▸ Written instruction: Please copy all the rows below line for line, leaving out any picture.

▸ Dataset entries:

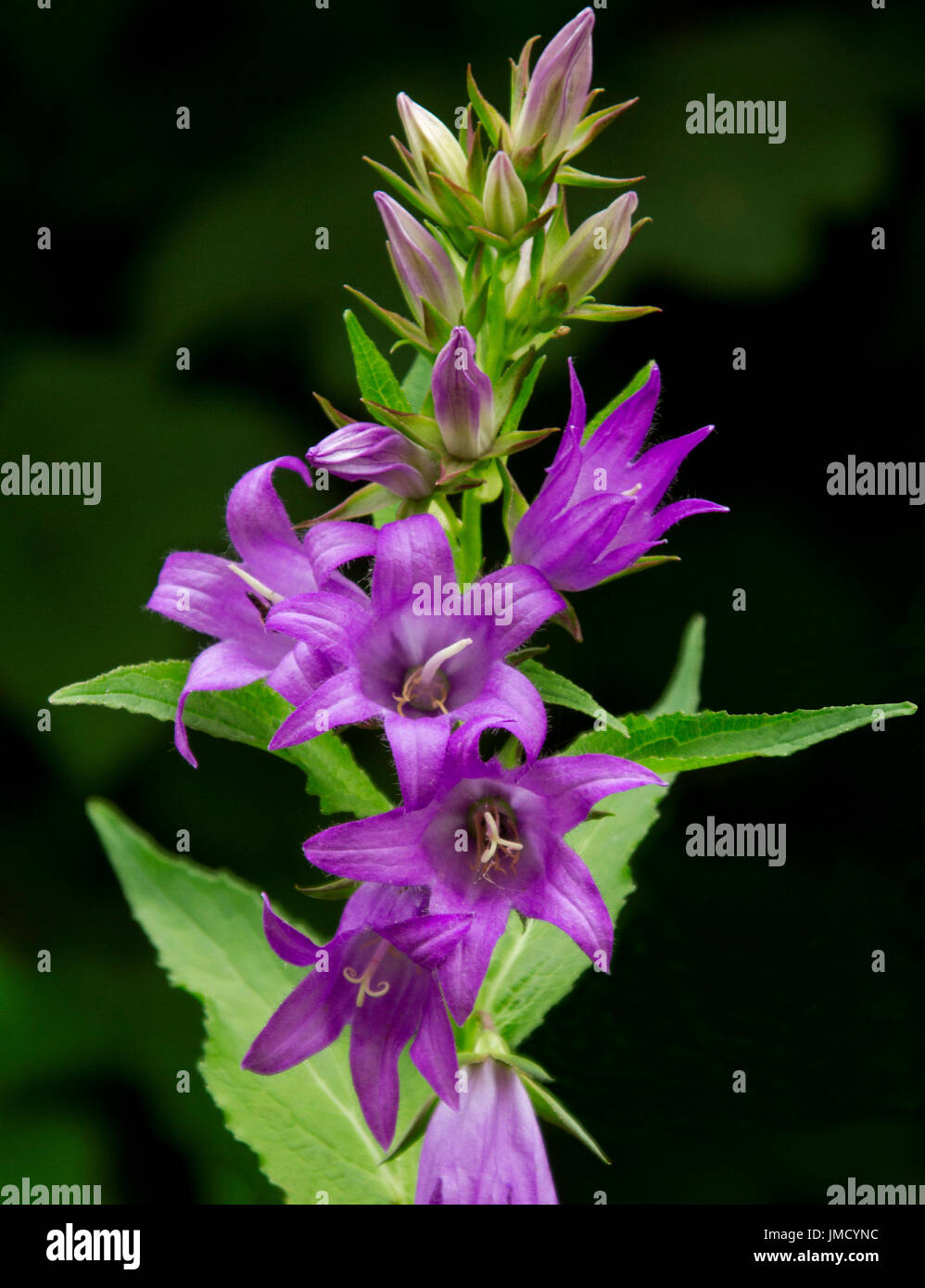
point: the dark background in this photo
(207, 238)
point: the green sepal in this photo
(367, 500)
(514, 389)
(489, 116)
(591, 126)
(395, 321)
(419, 1125)
(572, 178)
(631, 388)
(568, 620)
(506, 445)
(524, 1066)
(405, 190)
(375, 377)
(336, 890)
(420, 429)
(551, 1110)
(591, 312)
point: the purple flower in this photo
(595, 512)
(377, 453)
(464, 402)
(422, 654)
(230, 600)
(422, 266)
(488, 1153)
(489, 840)
(558, 89)
(377, 975)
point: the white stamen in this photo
(270, 595)
(433, 663)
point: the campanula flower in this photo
(488, 840)
(422, 653)
(488, 1153)
(597, 511)
(377, 977)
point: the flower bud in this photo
(464, 402)
(422, 266)
(504, 197)
(593, 248)
(432, 145)
(379, 455)
(558, 89)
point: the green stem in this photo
(471, 536)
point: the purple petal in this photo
(419, 749)
(508, 701)
(532, 601)
(286, 941)
(464, 970)
(386, 849)
(567, 897)
(574, 785)
(428, 941)
(310, 1019)
(435, 1049)
(336, 702)
(410, 551)
(227, 664)
(382, 1029)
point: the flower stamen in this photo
(365, 980)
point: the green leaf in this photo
(681, 692)
(375, 376)
(304, 1125)
(416, 384)
(634, 385)
(551, 1110)
(532, 968)
(561, 692)
(671, 743)
(572, 178)
(525, 388)
(250, 715)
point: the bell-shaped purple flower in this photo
(591, 251)
(230, 600)
(558, 89)
(488, 840)
(422, 653)
(595, 514)
(422, 266)
(464, 402)
(379, 455)
(488, 1153)
(377, 977)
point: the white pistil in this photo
(491, 828)
(433, 663)
(270, 595)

▸ The response:
point: the dark background in this photo
(207, 238)
point: the green sepal in this photo
(367, 500)
(514, 389)
(489, 116)
(591, 126)
(395, 321)
(419, 1125)
(572, 178)
(631, 388)
(568, 620)
(506, 445)
(524, 1066)
(405, 190)
(375, 377)
(336, 890)
(420, 429)
(551, 1110)
(591, 312)
point: the purple flower in this photo
(595, 512)
(377, 453)
(464, 402)
(422, 654)
(230, 600)
(422, 266)
(488, 1153)
(489, 840)
(558, 89)
(377, 975)
point: the white stamen in this photo
(270, 595)
(433, 663)
point: the campanula flower in this photo
(488, 840)
(422, 653)
(488, 1153)
(597, 511)
(377, 977)
point: the flower bud in this photo
(464, 402)
(422, 266)
(504, 197)
(593, 248)
(432, 145)
(379, 455)
(558, 89)
point: the green stem in this photo
(471, 536)
point: the purple petal in this photo
(419, 749)
(508, 701)
(532, 601)
(286, 941)
(464, 970)
(386, 849)
(567, 897)
(574, 785)
(428, 941)
(310, 1019)
(435, 1049)
(336, 702)
(410, 551)
(227, 664)
(382, 1029)
point: the flower stamen in this photo
(365, 980)
point: the green leaf in this photo
(681, 692)
(375, 376)
(304, 1125)
(416, 384)
(634, 385)
(551, 1110)
(532, 968)
(561, 692)
(671, 743)
(572, 178)
(525, 388)
(250, 715)
point: the bell-shaped purple flower in this photo
(591, 251)
(230, 600)
(558, 89)
(488, 840)
(422, 653)
(595, 514)
(422, 266)
(464, 402)
(379, 455)
(488, 1153)
(377, 977)
point: the white pistil in this photo
(491, 828)
(433, 663)
(270, 595)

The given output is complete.